Print word for word the first line of the records below and every following line through the one containing "form | each point like <point>84,222</point>"; print nothing else.

+ + + + +

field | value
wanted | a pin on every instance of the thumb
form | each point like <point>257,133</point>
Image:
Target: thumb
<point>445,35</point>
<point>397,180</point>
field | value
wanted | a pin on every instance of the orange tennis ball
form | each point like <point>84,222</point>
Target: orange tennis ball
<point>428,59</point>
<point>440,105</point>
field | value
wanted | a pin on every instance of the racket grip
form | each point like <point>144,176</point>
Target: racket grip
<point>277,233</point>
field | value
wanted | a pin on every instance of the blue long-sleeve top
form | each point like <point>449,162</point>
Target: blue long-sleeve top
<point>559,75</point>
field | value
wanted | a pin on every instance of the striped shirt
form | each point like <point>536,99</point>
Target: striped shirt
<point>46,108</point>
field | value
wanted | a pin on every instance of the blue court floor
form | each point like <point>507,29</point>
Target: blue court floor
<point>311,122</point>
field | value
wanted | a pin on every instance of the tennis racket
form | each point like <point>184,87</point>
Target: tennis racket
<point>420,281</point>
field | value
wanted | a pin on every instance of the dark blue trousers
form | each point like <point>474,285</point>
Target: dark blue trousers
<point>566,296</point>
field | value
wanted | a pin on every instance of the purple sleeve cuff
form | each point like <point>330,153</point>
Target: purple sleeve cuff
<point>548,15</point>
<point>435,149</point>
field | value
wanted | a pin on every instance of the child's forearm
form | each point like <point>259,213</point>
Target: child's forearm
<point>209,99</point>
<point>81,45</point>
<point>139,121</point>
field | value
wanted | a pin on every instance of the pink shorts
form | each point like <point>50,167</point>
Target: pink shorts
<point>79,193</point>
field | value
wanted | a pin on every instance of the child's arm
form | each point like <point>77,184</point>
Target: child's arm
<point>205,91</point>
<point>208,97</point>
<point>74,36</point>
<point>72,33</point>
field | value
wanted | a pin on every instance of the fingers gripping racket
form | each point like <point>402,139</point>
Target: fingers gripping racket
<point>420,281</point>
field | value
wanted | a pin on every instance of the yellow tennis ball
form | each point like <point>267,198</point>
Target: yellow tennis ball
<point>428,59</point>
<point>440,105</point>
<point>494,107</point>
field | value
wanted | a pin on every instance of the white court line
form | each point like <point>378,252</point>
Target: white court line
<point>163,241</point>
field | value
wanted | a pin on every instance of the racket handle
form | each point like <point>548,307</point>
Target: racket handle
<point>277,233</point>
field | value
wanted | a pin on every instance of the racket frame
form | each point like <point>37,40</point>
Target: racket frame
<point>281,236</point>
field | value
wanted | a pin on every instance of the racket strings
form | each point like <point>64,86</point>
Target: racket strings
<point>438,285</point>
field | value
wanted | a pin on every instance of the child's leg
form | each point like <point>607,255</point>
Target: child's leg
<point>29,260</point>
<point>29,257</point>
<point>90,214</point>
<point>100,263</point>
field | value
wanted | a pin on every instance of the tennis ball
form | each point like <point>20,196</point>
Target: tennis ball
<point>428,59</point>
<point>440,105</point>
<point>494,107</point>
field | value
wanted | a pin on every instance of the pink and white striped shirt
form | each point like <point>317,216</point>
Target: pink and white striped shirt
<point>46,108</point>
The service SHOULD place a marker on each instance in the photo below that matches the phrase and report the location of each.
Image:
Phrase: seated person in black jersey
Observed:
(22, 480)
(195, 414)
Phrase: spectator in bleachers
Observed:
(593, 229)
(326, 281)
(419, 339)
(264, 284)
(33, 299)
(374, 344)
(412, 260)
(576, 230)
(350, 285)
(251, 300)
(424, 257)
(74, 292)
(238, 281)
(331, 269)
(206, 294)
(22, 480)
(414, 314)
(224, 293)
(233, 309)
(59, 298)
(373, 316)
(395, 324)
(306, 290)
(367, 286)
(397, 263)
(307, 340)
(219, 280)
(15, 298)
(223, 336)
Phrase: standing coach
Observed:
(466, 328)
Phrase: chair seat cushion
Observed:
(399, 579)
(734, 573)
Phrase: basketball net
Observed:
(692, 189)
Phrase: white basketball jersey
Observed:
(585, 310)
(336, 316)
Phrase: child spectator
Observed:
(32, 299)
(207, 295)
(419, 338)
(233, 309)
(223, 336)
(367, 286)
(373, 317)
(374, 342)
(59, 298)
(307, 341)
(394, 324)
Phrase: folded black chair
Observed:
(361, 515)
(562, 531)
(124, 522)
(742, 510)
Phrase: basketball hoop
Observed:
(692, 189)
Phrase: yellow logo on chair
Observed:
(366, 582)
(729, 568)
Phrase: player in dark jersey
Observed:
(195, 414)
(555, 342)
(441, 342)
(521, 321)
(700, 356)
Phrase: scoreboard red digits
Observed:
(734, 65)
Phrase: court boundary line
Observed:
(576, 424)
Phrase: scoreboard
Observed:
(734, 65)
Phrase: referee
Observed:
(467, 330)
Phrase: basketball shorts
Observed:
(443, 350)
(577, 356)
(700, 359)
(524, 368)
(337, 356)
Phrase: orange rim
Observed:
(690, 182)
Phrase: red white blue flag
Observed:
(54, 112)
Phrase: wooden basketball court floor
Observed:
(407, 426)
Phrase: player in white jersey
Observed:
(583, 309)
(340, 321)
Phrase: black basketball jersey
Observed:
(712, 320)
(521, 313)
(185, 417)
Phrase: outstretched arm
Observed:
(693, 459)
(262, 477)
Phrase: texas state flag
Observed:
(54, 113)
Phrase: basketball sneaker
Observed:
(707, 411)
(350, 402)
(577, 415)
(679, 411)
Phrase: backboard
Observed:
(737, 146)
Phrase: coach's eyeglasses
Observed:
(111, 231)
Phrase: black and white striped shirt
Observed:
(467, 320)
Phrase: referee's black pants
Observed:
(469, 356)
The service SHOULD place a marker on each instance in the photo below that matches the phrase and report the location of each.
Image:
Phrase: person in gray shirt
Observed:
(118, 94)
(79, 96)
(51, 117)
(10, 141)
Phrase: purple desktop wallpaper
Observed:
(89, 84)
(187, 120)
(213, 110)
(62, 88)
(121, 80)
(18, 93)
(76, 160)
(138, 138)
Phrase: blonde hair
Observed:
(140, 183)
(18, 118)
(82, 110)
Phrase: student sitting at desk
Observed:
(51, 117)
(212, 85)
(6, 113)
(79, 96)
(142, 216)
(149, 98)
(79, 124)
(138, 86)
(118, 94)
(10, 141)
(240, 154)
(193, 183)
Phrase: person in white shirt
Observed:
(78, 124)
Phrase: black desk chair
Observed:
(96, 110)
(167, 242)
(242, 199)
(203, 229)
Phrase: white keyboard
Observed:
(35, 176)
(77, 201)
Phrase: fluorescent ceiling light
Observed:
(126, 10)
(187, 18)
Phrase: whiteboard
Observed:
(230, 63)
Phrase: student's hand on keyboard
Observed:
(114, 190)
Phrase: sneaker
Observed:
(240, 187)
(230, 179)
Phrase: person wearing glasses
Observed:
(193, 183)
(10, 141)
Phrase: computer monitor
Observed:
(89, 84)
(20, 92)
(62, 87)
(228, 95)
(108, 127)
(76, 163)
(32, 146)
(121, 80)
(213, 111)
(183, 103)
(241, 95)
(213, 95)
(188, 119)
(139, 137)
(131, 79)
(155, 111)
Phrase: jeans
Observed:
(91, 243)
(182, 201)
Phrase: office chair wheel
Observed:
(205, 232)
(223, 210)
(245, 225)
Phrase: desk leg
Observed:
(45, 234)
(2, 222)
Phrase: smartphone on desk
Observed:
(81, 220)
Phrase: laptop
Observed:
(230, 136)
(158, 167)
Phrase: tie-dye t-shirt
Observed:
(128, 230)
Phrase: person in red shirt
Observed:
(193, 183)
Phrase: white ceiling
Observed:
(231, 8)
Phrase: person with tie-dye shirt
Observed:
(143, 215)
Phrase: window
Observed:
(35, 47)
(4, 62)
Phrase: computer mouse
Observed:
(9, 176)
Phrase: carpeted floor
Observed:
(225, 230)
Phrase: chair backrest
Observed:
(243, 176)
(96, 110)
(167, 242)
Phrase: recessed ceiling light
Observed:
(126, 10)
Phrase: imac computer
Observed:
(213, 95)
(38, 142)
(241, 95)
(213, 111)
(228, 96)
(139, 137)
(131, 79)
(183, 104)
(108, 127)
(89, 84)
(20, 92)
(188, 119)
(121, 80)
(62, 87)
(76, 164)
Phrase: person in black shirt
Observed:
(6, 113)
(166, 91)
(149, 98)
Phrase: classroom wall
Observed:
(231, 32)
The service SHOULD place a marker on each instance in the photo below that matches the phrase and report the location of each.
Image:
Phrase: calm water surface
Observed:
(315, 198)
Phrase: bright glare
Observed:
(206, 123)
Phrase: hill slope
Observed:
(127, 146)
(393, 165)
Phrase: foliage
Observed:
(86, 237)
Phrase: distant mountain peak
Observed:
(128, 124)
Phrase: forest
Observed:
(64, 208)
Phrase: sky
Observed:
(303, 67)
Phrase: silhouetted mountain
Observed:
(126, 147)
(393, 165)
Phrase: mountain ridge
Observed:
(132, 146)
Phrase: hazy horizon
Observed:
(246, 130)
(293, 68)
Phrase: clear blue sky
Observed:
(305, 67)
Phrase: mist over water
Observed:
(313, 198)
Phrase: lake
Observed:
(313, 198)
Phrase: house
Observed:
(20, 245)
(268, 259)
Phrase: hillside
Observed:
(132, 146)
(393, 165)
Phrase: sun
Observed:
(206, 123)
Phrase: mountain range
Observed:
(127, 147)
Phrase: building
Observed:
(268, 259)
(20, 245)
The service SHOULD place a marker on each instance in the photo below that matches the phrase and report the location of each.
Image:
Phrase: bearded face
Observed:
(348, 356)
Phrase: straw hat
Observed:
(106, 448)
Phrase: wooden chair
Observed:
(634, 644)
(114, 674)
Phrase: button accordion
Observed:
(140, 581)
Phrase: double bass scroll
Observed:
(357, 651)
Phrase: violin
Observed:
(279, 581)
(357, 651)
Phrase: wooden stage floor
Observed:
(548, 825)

+ + + + +

[EXPECTED OUTPUT]:
field | value
wanted | a pin on every instance of the thumb
form | each point like <point>257,133</point>
Image:
Target: thumb
<point>445,35</point>
<point>397,180</point>
field | value
wanted | a pin on every instance of the orange tennis ball
form | each point like <point>84,222</point>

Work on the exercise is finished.